#### Excerpted passage ####

Anyone who has done any international trip must have had this ultimate travel document, right? Well, true… However, I think I am probably one of the few who got this even long before having any specific plan whatsoever of going overseas.
Back in the 1990s I was a teenager who daydreamed about going to faraway land. This was originally thanks to my late Dad (may he rest in peace) who was a geography teacher. He introduced me to the thing called… map! At home we got any kind of geographical maps you can think of: our hometown, Cianjur; our island, Java; our country, Indonesia; our continent, Asia; and of course, world map; from the size of your palm to the size of your door. Sometimes he brought home a globe, a map shaped like a ball, just to show us things like time zones, international dateline, world climate, etc. I was truly amazed by how tiny my lovely hometown is compared to the world. And for some reasons, out of his five children, I was the only one who got completely stunned by this idea. I was like, I got to be there one day, be in the other parts of the world.
As time went by I guess this became my only passion, of course back then I didn’t realize it. This made me want to be a diplomat. So, since younger age, I projected myself to become one. One of the efforts I made was learning foreign languages, first was English as the international language and later on Russian as the major I chose in university.
Long story short, things didn’t go as planned after university graduation in 1998. For those who don’t know, between 1997-1998 my home country Indonesia was hit hard by Asian monetary crisis followed by a political unrest. Reality bit, I had to survive, so I took any job to make ends meet. Then, the idea of being a diplomat just vanished. My only hope to see the rest of the world was being a traveller which I had to put in the closet because I turned myself into a workaholic, a career oriented lady, with only 12 day leave each year. I had enough money but no time and interest to travel anywhere anymore.

#### Recorded information ####

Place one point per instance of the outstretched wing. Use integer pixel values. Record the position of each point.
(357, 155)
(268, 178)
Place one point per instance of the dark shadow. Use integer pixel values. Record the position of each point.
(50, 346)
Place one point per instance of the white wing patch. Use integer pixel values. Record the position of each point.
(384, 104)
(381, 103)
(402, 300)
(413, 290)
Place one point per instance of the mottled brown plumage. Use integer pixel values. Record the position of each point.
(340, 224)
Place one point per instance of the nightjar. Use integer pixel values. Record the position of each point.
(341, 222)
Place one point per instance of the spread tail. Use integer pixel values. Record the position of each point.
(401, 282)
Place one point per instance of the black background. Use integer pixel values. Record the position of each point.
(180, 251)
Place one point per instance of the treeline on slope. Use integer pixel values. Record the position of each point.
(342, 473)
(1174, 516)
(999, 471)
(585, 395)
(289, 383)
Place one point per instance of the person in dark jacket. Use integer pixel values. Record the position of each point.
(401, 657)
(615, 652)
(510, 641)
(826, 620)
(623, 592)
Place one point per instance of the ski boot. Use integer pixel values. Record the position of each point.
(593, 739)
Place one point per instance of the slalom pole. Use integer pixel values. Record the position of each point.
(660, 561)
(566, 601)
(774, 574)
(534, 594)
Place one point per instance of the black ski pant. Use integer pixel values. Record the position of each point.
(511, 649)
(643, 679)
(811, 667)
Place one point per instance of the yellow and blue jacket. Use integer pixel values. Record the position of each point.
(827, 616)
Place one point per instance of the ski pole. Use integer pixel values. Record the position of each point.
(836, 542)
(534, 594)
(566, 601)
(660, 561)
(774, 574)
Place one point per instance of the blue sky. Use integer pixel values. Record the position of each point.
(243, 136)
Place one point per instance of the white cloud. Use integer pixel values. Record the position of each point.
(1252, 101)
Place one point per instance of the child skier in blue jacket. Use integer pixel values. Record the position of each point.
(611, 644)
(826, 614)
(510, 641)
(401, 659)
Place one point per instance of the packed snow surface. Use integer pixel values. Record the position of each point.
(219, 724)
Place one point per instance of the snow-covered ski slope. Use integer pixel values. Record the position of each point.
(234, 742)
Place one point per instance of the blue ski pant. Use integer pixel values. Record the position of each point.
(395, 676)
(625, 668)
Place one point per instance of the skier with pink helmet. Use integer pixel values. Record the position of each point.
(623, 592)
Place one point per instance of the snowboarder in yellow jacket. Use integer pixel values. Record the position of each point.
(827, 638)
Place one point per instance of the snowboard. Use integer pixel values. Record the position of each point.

####

◆ **Written request 1**:
List every place or area that the travel memoir says the family's maps at home covered.
◆ **Written request 2**:
Duplicate a portion of the travel memoir, beginning at the words "As time went" and stopping after the words "chose in university.".
◆ **Written request 3**:
Rewrite the paragraph of the travel memoir that opens with "Long story short" as a short bulleted list that keeps its main facts.
The lines in the source data have nothing to do with the travel memoir.

◆ **Correct answer 1**:
- Cianjur (the hometown)
- Java (the island)
- Indonesia (the country)
- Asia (the continent)
- The world

◆ **Correct answer 2**:
As time went by I guess this became my only passion, of course back then I didn’t realize it. This made me want to be a diplomat. So, since younger age, I projected myself to become one. One of the efforts I made was learning foreign languages, first was English as the international language and later on Russian as the major I chose in university.

◆ **Correct answer 3**:
- Plans fell apart after graduating from university in 1998.
- In 1997–1998, Indonesia was hit hard by the Asian monetary crisis, followed by political unrest.
- Needing to survive, the writer took any job available, and the goal of becoming a diplomat disappeared.
- The remaining hope of seeing the world as a traveler was set aside when the writer became a career-focused workaholic with only 12 days of leave a year.
- There was enough money, but no time or interest left for travel.